A welding student from Workshops for Warriors. Courtesy photo.

Workshops for Warriors started with a handful of wounded service members in a 400-sqaure foot garage. Twelve years later it's poised to become the world's largest training facility for advanced manufacturing.

Despite the meteoric growth, founder and CEO Hernán Luis y Prado said he'd never had an interest in manufacturing. The 15-year Navy veteran had planned a 40-year career. This changed in 2008 when he started visiting National Naval Medical Center in Bethesda, Maryland. There, he saw wounded warriors dealing with terrible conditions. He described service members living in tunnels while waiting for hospital rooms in facilities that weren't designed for a sudden influx of survivors.


"These Marines that were used to jumping out of helicopters were just languishing in bed for days after days just waiting for physical therapy that came once a week," Prado said. "And the docs that would come by every week and say 'hey next week you're going home.' And that would go on for 30, 40, 50 weeks. That was just soul crushing."

The final straw came during a trip to the local mall where Prado ran into a friend he'd served with in Iraq. Since they'd last seen each other, Prado's friend had stepped on a landmine and lost both legs.

# Using the information
a – Transcribe the passage about Workshops for Warriors from "Despite the meteoric" up to and including "influx of survivors.".
b – Answer these questions using the passage about Workshops for Warriors:
(i) How many years did Hernán Luis y Prado serve in the Navy?
(ii) In what year did he start visiting National Naval Medical Center?
(iii) What did his friend from Iraq lose after stepping on a landmine?

[Stored entries]
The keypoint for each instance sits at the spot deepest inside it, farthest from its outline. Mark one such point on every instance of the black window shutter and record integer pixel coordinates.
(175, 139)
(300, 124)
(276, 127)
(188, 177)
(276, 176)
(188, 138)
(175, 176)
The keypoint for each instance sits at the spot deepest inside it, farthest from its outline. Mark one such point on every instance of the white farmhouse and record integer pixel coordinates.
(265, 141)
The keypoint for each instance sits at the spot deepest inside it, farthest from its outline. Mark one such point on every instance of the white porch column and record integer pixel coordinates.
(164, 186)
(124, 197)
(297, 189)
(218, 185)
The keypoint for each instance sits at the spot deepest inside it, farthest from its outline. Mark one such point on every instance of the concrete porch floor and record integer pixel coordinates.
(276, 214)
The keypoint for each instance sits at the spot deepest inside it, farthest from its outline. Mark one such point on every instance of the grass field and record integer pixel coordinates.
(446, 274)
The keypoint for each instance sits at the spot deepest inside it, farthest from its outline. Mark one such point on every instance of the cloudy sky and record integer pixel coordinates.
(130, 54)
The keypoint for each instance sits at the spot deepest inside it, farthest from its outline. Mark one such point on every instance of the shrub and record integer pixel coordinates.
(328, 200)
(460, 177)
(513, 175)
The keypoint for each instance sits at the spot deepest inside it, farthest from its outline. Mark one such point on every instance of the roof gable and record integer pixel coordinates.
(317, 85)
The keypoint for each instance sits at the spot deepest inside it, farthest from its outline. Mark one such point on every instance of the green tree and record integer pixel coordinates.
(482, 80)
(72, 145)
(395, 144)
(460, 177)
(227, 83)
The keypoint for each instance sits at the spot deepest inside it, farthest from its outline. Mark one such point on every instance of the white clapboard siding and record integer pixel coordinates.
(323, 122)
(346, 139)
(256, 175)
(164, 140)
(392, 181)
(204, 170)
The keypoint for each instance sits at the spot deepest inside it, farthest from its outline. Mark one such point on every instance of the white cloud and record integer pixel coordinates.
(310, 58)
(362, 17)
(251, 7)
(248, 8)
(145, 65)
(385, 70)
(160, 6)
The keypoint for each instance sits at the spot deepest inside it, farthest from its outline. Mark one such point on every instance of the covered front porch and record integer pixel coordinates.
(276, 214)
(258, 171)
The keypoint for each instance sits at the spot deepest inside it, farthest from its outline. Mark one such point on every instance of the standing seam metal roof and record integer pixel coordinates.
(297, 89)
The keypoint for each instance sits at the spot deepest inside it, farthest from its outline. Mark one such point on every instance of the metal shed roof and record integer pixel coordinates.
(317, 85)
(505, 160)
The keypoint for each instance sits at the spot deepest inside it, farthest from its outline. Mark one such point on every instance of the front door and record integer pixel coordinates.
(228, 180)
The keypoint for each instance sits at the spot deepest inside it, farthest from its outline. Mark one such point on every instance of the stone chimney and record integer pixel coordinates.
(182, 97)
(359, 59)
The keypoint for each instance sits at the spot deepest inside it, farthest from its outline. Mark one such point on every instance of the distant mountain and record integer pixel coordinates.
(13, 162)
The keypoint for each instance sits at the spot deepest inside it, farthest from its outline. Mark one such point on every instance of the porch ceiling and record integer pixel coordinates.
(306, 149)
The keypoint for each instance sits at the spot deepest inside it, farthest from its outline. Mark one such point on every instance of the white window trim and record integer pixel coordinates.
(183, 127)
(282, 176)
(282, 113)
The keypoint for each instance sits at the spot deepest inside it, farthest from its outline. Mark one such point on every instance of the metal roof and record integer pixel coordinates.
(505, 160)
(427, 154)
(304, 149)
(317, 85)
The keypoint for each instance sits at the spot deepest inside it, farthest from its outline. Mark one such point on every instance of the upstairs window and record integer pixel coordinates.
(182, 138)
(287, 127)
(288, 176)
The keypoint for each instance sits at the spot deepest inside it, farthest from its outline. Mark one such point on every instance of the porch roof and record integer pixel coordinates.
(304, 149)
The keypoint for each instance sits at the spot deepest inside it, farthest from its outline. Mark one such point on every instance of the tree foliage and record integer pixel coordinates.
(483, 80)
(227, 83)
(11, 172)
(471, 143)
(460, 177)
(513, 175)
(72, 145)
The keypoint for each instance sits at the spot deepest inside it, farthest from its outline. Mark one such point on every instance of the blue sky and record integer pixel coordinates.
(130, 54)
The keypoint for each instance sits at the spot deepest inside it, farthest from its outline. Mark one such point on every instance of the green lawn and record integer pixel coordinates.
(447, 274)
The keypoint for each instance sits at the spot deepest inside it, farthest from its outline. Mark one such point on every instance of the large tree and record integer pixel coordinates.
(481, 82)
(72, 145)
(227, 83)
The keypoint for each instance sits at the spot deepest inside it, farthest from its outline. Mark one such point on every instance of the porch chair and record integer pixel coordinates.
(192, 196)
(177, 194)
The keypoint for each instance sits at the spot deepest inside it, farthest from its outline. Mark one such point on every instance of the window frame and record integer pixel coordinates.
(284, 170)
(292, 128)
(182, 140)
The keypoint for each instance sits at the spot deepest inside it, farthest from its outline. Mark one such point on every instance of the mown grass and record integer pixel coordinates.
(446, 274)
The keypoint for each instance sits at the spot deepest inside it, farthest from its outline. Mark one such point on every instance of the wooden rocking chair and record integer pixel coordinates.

# Answers by item number
a –
Despite the meteoric growth, founder and CEO Hernán Luis y Prado said he'd never had an interest in manufacturing. The 15-year Navy veteran had planned a 40-year career. This changed in 2008 when he started visiting National Naval Medical Center in Bethesda, Maryland. There, he saw wounded warriors dealing with terrible conditions. He described service members living in tunnels while waiting for hospital rooms in facilities that weren't designed for a sudden influx of survivors.

b –
(i) 15 years.
(ii) 2008.
(iii) Both legs.